● **YOUR OBJECTIVE**
Please transcribe every entry below exactly, without including the pictures.

● **GIVEN ENTRIES**

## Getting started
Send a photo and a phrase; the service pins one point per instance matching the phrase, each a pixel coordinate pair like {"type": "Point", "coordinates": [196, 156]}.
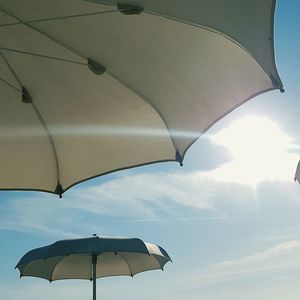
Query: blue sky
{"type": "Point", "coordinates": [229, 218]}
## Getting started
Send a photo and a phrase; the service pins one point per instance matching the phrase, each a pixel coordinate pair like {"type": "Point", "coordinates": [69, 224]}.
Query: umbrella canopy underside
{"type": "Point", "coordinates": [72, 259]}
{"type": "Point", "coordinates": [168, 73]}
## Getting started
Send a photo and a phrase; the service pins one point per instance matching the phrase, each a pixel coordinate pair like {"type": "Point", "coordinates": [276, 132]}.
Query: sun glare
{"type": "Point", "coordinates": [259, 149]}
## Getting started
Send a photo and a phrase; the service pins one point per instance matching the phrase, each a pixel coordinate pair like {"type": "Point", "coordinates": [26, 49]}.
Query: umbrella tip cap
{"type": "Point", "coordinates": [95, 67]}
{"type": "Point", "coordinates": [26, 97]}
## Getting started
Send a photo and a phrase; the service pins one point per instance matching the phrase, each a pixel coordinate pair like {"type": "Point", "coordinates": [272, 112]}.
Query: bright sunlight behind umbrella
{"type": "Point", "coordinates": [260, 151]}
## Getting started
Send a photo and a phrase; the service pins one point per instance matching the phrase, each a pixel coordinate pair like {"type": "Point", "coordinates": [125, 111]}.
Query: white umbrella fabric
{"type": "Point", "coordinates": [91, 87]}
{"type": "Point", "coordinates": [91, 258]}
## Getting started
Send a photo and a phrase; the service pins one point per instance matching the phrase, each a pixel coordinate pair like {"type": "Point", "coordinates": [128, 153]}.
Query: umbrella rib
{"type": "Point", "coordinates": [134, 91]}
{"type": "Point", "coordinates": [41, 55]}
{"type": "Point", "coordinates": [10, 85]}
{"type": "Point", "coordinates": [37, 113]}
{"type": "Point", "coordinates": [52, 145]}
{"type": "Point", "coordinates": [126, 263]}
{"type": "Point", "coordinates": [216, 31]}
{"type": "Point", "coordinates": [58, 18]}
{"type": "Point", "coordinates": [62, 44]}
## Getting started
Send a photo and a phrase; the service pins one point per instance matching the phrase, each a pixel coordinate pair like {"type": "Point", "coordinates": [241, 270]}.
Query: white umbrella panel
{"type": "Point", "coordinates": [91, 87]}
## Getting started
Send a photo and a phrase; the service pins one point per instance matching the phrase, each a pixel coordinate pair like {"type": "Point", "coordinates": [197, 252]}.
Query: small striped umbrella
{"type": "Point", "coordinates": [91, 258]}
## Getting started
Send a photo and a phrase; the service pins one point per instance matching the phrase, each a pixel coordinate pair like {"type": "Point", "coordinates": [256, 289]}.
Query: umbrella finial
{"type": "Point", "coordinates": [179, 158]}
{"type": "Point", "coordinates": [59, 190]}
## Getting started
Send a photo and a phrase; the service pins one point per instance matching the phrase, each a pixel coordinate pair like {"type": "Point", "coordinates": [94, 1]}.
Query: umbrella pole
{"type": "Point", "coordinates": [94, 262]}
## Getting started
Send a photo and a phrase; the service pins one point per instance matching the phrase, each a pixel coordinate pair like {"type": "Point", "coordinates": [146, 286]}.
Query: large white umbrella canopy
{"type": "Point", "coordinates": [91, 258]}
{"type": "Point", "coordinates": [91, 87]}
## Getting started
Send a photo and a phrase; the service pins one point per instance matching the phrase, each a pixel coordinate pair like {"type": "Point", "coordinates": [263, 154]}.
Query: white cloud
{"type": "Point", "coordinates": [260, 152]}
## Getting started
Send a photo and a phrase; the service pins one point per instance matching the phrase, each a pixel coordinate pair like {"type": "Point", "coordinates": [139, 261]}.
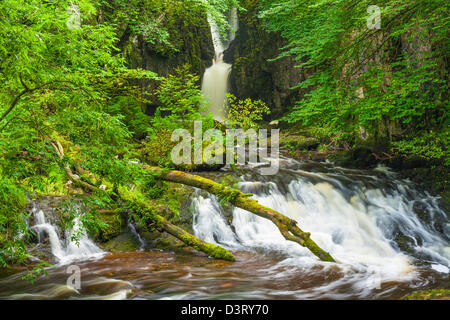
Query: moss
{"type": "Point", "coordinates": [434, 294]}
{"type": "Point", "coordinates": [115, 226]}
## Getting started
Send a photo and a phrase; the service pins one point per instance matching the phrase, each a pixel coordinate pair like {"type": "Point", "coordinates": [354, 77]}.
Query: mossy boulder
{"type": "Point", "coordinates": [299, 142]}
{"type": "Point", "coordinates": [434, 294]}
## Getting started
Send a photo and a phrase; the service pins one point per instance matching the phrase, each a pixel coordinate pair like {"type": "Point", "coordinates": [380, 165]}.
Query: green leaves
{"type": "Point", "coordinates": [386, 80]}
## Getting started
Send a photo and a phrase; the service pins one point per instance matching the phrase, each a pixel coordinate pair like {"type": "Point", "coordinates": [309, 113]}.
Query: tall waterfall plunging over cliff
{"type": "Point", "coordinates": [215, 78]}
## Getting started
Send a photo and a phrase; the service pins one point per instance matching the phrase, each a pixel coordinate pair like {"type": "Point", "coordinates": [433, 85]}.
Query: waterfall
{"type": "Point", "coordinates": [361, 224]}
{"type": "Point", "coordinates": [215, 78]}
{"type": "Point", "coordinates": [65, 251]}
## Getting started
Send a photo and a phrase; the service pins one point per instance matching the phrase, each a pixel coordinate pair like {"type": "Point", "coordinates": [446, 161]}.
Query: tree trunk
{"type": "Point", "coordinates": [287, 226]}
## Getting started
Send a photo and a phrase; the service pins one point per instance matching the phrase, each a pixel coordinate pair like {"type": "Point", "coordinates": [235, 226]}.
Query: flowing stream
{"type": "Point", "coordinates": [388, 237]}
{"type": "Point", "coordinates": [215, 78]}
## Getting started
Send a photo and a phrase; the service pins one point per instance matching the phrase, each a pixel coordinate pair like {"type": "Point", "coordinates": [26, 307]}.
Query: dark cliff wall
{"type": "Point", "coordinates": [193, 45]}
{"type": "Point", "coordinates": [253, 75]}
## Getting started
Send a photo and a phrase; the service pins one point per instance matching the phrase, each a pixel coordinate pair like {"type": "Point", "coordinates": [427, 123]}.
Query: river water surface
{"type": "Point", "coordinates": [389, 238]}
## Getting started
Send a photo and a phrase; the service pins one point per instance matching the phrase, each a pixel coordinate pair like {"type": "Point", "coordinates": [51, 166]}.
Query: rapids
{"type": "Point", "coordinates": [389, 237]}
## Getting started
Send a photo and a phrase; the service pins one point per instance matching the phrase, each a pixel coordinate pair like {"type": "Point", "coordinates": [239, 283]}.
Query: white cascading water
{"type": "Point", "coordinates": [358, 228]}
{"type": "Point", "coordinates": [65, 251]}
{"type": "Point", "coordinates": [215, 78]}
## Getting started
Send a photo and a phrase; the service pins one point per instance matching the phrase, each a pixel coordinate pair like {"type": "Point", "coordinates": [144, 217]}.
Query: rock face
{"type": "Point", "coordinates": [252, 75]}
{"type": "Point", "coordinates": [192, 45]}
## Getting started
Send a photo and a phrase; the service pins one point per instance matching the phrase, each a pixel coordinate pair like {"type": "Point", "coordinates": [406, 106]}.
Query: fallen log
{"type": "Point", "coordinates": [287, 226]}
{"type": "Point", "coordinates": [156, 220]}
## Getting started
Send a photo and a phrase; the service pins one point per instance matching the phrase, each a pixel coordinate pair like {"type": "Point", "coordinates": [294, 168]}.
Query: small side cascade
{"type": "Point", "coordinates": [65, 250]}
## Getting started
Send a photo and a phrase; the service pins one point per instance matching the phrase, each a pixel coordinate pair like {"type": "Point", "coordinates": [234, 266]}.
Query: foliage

● **WRITTEN ANSWER**
## Getting started
Send a photo and a phrase; the service pins one point per instance matching the phrase, each a pixel coordinate pair like {"type": "Point", "coordinates": [196, 156]}.
Query: blue sky
{"type": "Point", "coordinates": [229, 218]}
## Getting started
Send a photo and a phrase; the service pins one point per instance matching the phrase, each a pixel coordinate pair like {"type": "Point", "coordinates": [69, 224]}.
Query: umbrella canopy underside
{"type": "Point", "coordinates": [72, 259]}
{"type": "Point", "coordinates": [168, 73]}
## Getting started
Send a photo and a phrase; the service pins one point per instance matching the phrase, each a pixel coordinate pair like {"type": "Point", "coordinates": [276, 132]}.
Query: sun glare
{"type": "Point", "coordinates": [259, 149]}
## Getting started
Send a photo and a phrase; the service pins one point per instance matching the phrase, each a pixel coordinate pair like {"type": "Point", "coordinates": [26, 49]}.
Query: umbrella tip cap
{"type": "Point", "coordinates": [95, 67]}
{"type": "Point", "coordinates": [26, 97]}
## Getting started
Send a photo and a phrase; the service pins one point per instance matching the phrase, each a pixel coordinate pair like {"type": "Point", "coordinates": [272, 112]}.
Query: bright sunlight behind umbrella
{"type": "Point", "coordinates": [260, 151]}
## Getting started
Send a photo and a phrase; the service pins one point per instance matching the phrase, each a pixel coordinate pair like {"type": "Point", "coordinates": [125, 111]}.
Query: white umbrella fabric
{"type": "Point", "coordinates": [91, 87]}
{"type": "Point", "coordinates": [91, 258]}
## Getting started
Send a photo and a phrase; the service pins one point per instance matching the phrase, each a pixel coordinate pair like {"type": "Point", "coordinates": [128, 153]}.
Query: umbrella rib
{"type": "Point", "coordinates": [134, 91]}
{"type": "Point", "coordinates": [41, 55]}
{"type": "Point", "coordinates": [10, 85]}
{"type": "Point", "coordinates": [37, 113]}
{"type": "Point", "coordinates": [52, 145]}
{"type": "Point", "coordinates": [126, 263]}
{"type": "Point", "coordinates": [216, 31]}
{"type": "Point", "coordinates": [58, 18]}
{"type": "Point", "coordinates": [62, 44]}
## Getting started
Send a photo and a phrase; the service pins one point per instance matching the phrase, each a pixel coordinate pair like {"type": "Point", "coordinates": [241, 270]}.
Query: white umbrella panel
{"type": "Point", "coordinates": [91, 87]}
## Getting started
Send a photo and a phrase; the service pins one point per instance matching the phrase, each a pixel coordinate pair like {"type": "Point", "coordinates": [197, 252]}.
Query: small striped umbrella
{"type": "Point", "coordinates": [91, 258]}
## Getting started
Send a photo and a phrase; the service pins one point per instance matching the phrase, each a pixel coordinate pair like {"type": "Point", "coordinates": [256, 289]}.
Query: umbrella finial
{"type": "Point", "coordinates": [179, 158]}
{"type": "Point", "coordinates": [59, 190]}
## Getting started
Send a photo and a phrase; the service pins one point per instance matching the phrase, each a pixel coordinate pair like {"type": "Point", "coordinates": [94, 1]}.
Query: umbrella pole
{"type": "Point", "coordinates": [94, 262]}
## Getting started
Send a photo and a phrase; the service pins one point per instance matching the phrase, each a pixel coordinate pair like {"type": "Point", "coordinates": [146, 286]}.
Query: large white umbrella canopy
{"type": "Point", "coordinates": [91, 258]}
{"type": "Point", "coordinates": [91, 87]}
## Getting started
Send a photo and a phrase; the service pins one point per instance matching the phrase, each a pixel coordinate pair like {"type": "Point", "coordinates": [263, 154]}.
Query: white cloud
{"type": "Point", "coordinates": [260, 152]}
## Getting started
Send a photo and a phrase; the service pins one point per instance matching the phrase, each a pixel coordinate pair like {"type": "Point", "coordinates": [139, 261]}.
Query: moss
{"type": "Point", "coordinates": [434, 294]}
{"type": "Point", "coordinates": [115, 226]}
## Getting started
Send a photo and a phrase; the service pins one point per instance matching the phrase, each a pixel coordinate pair like {"type": "Point", "coordinates": [354, 77]}.
Query: mossy boulder
{"type": "Point", "coordinates": [299, 142]}
{"type": "Point", "coordinates": [434, 294]}
## Getting started
Send a photo and a phrase; the service pins one point per instance matching the phrase, each a pixel coordinate pair like {"type": "Point", "coordinates": [380, 165]}.
Query: green leaves
{"type": "Point", "coordinates": [386, 80]}
## Getting started
Send a photo and a phrase; the service pins one point per instance matching the phrase, each a pixel coordinate pair like {"type": "Point", "coordinates": [309, 113]}.
Query: tall waterfall plunging over cliff
{"type": "Point", "coordinates": [215, 78]}
## Getting started
Send a photo and a phrase; the service pins one point per instance matching the phrase, each a pixel coordinate pair like {"type": "Point", "coordinates": [433, 85]}.
Query: waterfall
{"type": "Point", "coordinates": [361, 224]}
{"type": "Point", "coordinates": [215, 78]}
{"type": "Point", "coordinates": [65, 251]}
## Getting started
Send a photo and a phrase; the service pins one point per instance matching the phrase, each a pixel coordinate pair like {"type": "Point", "coordinates": [446, 161]}.
Query: tree trunk
{"type": "Point", "coordinates": [287, 226]}
## Getting started
Send a photo and a phrase; the service pins one point per instance matching the phrase, each a pixel coordinate pair like {"type": "Point", "coordinates": [235, 226]}.
Query: flowing stream
{"type": "Point", "coordinates": [388, 237]}
{"type": "Point", "coordinates": [215, 78]}
## Getting started
Send a photo and a phrase; the service pins one point per instance matching the phrase, each a pixel coordinate pair like {"type": "Point", "coordinates": [26, 307]}.
Query: dark cliff wall
{"type": "Point", "coordinates": [193, 45]}
{"type": "Point", "coordinates": [253, 75]}
## Getting started
Send a photo and a phrase; the service pins one point per instance matching the phrase, each a pixel coordinate pair like {"type": "Point", "coordinates": [427, 123]}.
Query: river water surface
{"type": "Point", "coordinates": [389, 238]}
## Getting started
Send a photo and a phrase; the service pins one point per instance matching the phrase, each a pixel coordinate pair like {"type": "Point", "coordinates": [51, 166]}.
Query: rapids
{"type": "Point", "coordinates": [389, 237]}
## Getting started
Send a photo and a phrase; the service pins one point per instance matching the phrase, each a pixel coordinate pair like {"type": "Point", "coordinates": [239, 283]}.
Query: white cascading water
{"type": "Point", "coordinates": [358, 228]}
{"type": "Point", "coordinates": [65, 251]}
{"type": "Point", "coordinates": [215, 78]}
## Getting started
Send a photo and a phrase; the service pins one point per instance matching the phrase, each a pixel coordinate pair like {"type": "Point", "coordinates": [144, 217]}.
Query: rock face
{"type": "Point", "coordinates": [252, 75]}
{"type": "Point", "coordinates": [192, 45]}
## Getting started
Send a photo and a phrase; the service pins one point per instance matching the phrase, each a pixel coordinate pair like {"type": "Point", "coordinates": [406, 106]}.
Query: fallen log
{"type": "Point", "coordinates": [287, 226]}
{"type": "Point", "coordinates": [156, 220]}
## Getting started
Send a photo and a phrase; the service pins one point per instance matching the phrase, each a pixel coordinate pair like {"type": "Point", "coordinates": [294, 168]}.
Query: small side cascade
{"type": "Point", "coordinates": [65, 250]}
## Getting started
Send a photo and a phrase; the service pins one point per instance matching the phrase, each a pixel coordinate pair like {"type": "Point", "coordinates": [234, 266]}.
Query: foliage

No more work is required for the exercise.